What is expected: Count how many lines of the items below contain the string "tree", treating uppercase and lowercase letters as different. Give only the number.

Information given:
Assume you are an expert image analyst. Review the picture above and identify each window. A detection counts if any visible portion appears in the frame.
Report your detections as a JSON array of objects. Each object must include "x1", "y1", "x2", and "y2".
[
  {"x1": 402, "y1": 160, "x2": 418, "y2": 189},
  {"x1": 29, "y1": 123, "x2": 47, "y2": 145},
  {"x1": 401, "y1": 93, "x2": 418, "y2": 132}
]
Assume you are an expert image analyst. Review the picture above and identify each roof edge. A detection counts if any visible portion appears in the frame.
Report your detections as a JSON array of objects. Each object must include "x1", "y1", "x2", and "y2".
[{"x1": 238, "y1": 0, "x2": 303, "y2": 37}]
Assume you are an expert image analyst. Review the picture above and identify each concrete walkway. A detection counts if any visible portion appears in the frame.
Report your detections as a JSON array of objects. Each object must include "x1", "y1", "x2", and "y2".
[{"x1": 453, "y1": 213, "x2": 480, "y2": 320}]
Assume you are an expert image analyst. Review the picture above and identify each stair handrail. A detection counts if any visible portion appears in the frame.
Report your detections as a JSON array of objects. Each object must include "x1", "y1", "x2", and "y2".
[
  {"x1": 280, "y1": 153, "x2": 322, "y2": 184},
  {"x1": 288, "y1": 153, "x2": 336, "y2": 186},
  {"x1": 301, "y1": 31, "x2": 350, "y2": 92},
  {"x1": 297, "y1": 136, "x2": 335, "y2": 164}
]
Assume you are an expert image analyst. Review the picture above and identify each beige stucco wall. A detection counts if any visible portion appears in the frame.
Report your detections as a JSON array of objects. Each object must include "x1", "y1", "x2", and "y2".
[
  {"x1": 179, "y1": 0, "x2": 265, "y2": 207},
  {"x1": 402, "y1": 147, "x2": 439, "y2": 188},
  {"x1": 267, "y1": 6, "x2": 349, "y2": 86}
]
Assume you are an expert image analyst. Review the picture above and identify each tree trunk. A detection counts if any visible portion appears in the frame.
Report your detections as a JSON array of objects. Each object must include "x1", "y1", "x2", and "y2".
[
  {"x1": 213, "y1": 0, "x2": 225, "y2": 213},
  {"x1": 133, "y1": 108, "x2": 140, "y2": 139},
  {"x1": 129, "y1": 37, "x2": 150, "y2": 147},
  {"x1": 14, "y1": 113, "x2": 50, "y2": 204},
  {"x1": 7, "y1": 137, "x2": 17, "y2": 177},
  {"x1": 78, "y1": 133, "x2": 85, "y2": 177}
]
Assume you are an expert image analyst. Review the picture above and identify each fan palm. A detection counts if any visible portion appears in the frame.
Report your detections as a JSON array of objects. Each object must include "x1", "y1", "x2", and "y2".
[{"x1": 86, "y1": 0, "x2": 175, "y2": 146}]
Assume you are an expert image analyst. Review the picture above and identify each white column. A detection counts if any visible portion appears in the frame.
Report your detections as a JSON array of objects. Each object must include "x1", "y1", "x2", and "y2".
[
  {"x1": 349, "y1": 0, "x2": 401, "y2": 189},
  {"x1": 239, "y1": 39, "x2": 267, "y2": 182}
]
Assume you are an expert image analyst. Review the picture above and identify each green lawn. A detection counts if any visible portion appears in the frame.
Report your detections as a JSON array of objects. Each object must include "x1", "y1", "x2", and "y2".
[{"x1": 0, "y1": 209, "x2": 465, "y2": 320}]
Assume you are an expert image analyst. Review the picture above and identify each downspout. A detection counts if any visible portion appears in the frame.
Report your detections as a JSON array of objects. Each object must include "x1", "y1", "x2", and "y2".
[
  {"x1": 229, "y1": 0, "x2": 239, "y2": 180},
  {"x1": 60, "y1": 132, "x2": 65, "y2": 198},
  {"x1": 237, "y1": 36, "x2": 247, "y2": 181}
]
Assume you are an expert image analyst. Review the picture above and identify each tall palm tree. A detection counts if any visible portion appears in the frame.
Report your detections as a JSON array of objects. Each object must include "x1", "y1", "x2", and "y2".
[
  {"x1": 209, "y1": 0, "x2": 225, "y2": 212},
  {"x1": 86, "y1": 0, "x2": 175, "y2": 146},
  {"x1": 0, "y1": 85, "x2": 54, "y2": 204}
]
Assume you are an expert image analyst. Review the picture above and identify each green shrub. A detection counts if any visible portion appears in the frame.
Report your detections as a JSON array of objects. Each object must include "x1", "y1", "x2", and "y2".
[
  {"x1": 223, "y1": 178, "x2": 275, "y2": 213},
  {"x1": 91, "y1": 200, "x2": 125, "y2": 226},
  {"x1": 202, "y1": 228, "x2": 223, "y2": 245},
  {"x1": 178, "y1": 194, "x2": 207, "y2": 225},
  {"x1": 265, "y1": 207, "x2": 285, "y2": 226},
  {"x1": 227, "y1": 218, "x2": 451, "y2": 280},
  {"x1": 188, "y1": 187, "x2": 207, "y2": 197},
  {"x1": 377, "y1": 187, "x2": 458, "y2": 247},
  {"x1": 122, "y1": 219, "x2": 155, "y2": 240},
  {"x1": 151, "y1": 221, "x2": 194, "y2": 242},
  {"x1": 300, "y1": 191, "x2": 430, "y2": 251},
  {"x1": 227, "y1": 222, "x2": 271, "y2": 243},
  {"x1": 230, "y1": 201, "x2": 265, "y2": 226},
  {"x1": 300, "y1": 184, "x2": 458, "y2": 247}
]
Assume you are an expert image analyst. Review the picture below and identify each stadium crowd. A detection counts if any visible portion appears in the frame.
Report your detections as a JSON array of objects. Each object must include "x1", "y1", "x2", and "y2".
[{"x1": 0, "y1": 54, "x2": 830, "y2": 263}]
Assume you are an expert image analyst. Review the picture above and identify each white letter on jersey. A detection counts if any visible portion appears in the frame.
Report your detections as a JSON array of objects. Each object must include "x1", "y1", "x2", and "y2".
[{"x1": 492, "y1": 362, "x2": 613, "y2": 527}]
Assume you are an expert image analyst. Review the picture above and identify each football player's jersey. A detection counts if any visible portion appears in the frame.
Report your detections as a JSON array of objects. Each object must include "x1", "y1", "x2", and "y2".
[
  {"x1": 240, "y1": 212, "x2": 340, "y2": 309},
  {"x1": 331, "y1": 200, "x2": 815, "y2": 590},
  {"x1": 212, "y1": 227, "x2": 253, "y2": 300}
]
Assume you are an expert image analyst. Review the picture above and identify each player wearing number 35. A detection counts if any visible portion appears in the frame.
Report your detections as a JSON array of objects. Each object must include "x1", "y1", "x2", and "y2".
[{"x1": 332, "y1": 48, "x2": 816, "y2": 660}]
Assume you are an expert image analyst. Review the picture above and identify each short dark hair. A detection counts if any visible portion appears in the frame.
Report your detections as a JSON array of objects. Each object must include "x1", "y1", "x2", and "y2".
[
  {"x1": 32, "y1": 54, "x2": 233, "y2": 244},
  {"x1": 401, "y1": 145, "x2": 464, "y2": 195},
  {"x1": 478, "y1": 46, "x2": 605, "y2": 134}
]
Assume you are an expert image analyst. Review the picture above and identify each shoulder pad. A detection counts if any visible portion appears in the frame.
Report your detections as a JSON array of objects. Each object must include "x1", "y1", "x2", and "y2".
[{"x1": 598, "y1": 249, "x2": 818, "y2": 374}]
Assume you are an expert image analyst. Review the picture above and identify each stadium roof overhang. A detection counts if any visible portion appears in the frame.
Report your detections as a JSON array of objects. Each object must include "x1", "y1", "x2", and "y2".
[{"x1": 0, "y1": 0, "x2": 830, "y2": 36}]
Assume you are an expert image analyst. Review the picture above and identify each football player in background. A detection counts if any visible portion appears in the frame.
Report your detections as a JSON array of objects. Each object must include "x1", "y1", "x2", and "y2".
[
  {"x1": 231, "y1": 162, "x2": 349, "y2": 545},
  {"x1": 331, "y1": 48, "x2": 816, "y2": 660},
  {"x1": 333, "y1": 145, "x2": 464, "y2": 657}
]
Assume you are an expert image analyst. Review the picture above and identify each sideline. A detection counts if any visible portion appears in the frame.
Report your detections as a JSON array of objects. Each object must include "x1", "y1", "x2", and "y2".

Answer to this exercise: 2